§ **Objective**:
Repeat each line of the data below word for word, leaving out the pictures.

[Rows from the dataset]
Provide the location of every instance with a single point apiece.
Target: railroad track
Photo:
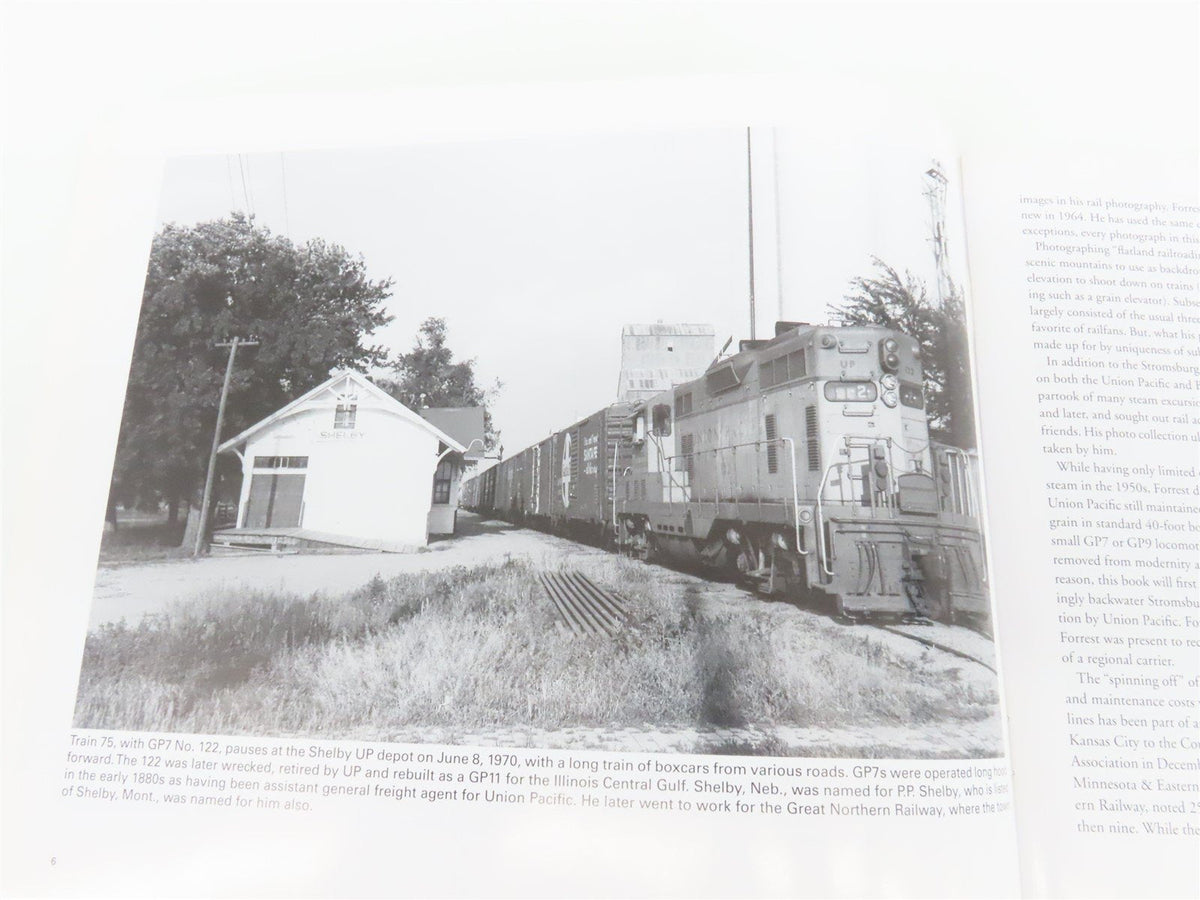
(582, 606)
(935, 645)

§ **Exercise result**:
Provide the location of every instance with a single point apiece.
Target: railroad track
Photo:
(582, 606)
(935, 645)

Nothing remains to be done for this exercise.